[Natural-language object grounding data]
((

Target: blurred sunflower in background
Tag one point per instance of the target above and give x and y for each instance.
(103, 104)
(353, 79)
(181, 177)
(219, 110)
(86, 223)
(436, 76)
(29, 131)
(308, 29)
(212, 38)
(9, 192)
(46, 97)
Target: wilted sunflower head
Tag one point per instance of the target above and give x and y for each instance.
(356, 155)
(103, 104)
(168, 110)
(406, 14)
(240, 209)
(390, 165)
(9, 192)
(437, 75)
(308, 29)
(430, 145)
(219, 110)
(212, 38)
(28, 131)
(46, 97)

))

WHAT YOU ARE ASKED TO DO:
Every line above should be transcribed exactly.

WRITTEN REPLY:
Target: blurred sunflower in background
Tag one point per instance of the target above and give x and y for each instance.
(103, 104)
(353, 79)
(181, 177)
(219, 110)
(86, 223)
(436, 76)
(29, 131)
(308, 29)
(212, 38)
(9, 192)
(46, 97)
Target: wilted sunflower head
Tag one point per instance of the target above and give x and y for each instance.
(356, 155)
(103, 104)
(168, 110)
(406, 14)
(240, 209)
(390, 165)
(9, 192)
(437, 75)
(308, 29)
(430, 145)
(219, 110)
(212, 38)
(28, 131)
(46, 97)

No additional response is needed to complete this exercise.